[Required task]
Can you change "tuples" to "pairs" throughout the records below and leave everything else as it is?

▼

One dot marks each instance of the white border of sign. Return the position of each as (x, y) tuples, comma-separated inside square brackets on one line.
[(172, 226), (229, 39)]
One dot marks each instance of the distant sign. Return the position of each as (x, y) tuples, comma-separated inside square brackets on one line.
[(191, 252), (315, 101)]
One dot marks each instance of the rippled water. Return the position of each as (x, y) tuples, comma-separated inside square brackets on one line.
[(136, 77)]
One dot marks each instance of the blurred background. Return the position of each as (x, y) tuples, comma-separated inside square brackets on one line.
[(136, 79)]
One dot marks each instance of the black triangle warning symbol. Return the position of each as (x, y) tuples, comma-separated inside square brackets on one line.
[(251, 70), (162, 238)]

▲

[The solution]
One dot marks each instance of the white border of sign. Return the position of each as (x, y) pairs, comma-separated inside square brackets on one line.
[(172, 226), (229, 39)]
One dot marks each instance of the distant sign. Return the position of each as (x, y) pairs, comma-separated inside square brackets on one line.
[(191, 252), (315, 101)]
One dot marks each instance of the rippled water. Return the position of each as (x, y) pairs, comma-separated inside square brackets on one line.
[(136, 77)]
One dot marks each instance of the blurred background. Return the position of each as (x, y) pairs, comma-separated inside square brackets on one line.
[(136, 79)]
One dot marks each instance of the black triangle warning symbol. Return the position of each as (x, y) pairs, comma-separated inside square brackets on one line.
[(251, 70), (162, 238)]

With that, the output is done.